The physiotherapist at AIH/AUT forwarded me as a possible candidate to participate in a group session of third-year students tutorials. Helping to train Stroke Physio students - really? I would be happy if someone thought I'd be a worthwhile candidate for Stroke Physio training for students. Some form of practical assessment and treatment for students, before they ventured out into the world sounded like a very good idea to me.

Ah, yes ok. Meanwhile, I continued to be under his training as he tried various method to enable me to have a better stance when walking.  It took a while for the 3rd year student thing to come to fruition.... I'd forgotten about after a few weeks until one day I had an email from the organisers of the volunteering sessions:

' …..We are wondering if you might be interested in being a volunteer in one of our neurological student tutorials.  I have attached some information, as well as a schedule of times that we would ask for volunteers. Please get back to me if you have any queries...''

Oh, how exciting... to be asked to give back to the community, what is to me, a second chance at life. To be without physiotherapists, osteopathy practitioners, was unthinkable when I had the emergency brain haemorrhage that needed a team of neurosurgeons to save my life and subsequent stroke. It would have been dire!

The opportunity to work with students, in their prime; waiting for the opportunity to deliver the best options possible care in helping patients get better was more than great.

In a relatively small population of NZ, it is quite unique to have someone who had had a brain haemorrhage due to a congenital Arterio Venous Malformation (it is very rare and occurs in less than 1% of the general population) and the resulting stroke (couldn't walk, talk, read, write, had severe aphasia, short-term memory was obliterated); and who've lived to tell the tale, 20 years later: ''moi''...

Murray and I attended the sessions later on - I still have memory lapses, and I speak in short bursts, as when I remember things.  I have to pin them down, otherwise I tend to forget.

Murray is a solid backup for more information as he has intimate knowledge of what I went through, blow by blow, and he has a better account of the first 10 years after the stroke.

aut 3rd year physiotherapy students, and lecturer

The Physiotherapy Lecturer & Programme Leader at the physiotherapy 3rd-year-students session, put me at ease, and after a short introduction to all the students that was present that day, we started. I was perhaps the perfect candidate as I showed symptoms that the students had only read about in textbooks; i.e. the ''clonus'' effect, and I could show it more or less at will with my right calf muscle:


Clonus:   involuntary, muscular contraction and relaxation in rapid succession, a continuous rhythmic reflex tremor, marked by contractions and relaxations of a muscle, occurring in rapid succession seen with, among other conditions, spasticity and some seizure disorder.


I also exhibited very prominent shoulder sub-luxution. A shoulder sub-luxation or instability involves a temporary, partial dislocation of the shoulder joint. It could be painful or just very tight, and needed to be adjusted.

As I told my story, the students asked many questions and tested my capability, recording as much information as they could as this was the "consultative" process - try to figure out what the issues are.  We came back the following week as the second session was the "therapy" process, interpreting the information the previous week into techniques and modalities that they figured out might be the best {restorative benefit}.  Sub-groups of them practiced on me in turn, and provided me with exercises that I might not have known about.

All in all it was an enjoyable and beneficial time for both the students and us.

Many thanks to the students at AUT/AIH and the Physiotherapy Lecturer and Programme Leader, Todd Stretton.
------------------------------
= Things to do =
**a.** Retype the stretch from "I also exhibited" through "to be adjusted." in the tutorial account above, character for character.
**b.** Answer these from the tutorial account above:
(i) In what share of the general population does it say an Arterio Venous Malformation occurs?
(ii) With which muscle could the writer show the clonus effect more or less at will?
(iii) What was the process in the second week's session called?

= Records shown =
------------------------------
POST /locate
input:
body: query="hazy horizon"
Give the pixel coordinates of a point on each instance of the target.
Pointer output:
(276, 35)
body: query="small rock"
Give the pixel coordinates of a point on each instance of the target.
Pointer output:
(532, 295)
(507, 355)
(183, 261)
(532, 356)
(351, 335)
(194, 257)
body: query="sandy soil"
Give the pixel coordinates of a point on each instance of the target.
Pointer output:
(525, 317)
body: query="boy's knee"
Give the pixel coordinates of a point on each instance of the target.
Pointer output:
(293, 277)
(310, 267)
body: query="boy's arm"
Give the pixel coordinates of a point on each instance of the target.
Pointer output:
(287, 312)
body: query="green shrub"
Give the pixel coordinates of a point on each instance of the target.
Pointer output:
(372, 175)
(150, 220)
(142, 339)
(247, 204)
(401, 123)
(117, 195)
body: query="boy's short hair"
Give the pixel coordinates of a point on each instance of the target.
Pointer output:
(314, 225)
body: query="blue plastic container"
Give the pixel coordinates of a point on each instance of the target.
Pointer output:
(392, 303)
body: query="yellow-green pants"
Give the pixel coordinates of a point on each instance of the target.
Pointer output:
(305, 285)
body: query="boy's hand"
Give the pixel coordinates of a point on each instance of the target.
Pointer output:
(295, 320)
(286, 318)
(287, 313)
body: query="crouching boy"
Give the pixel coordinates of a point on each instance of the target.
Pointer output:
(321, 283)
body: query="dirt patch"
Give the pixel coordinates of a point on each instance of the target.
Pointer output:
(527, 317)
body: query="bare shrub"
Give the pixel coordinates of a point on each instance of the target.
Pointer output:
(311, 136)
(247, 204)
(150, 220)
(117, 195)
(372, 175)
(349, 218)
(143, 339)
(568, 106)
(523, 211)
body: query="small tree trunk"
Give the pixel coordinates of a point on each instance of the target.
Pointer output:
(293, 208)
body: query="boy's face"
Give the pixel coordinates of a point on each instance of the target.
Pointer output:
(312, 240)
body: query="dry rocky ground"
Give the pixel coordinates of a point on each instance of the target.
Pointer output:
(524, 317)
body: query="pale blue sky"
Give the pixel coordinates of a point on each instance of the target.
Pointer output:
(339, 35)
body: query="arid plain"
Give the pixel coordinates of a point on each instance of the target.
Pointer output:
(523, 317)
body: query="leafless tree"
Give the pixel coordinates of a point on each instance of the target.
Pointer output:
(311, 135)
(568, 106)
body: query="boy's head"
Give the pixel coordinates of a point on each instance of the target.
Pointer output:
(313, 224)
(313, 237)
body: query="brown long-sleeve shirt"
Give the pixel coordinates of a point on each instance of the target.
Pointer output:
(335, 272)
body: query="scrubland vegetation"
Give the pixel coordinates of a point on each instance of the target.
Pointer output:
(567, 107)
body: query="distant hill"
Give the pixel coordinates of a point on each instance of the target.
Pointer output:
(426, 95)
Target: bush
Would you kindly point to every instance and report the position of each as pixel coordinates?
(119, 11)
------------------------------
= Answer section =
**a.**
I also exhibited very prominent shoulder sub-luxution. A shoulder sub-luxation or instability involves a temporary, partial dislocation of the shoulder joint. It could be painful or just very tight, and needed to be adjusted.

**b.**
(i) Less than 1%.
(ii) The right calf muscle.
(iii) The "therapy" process.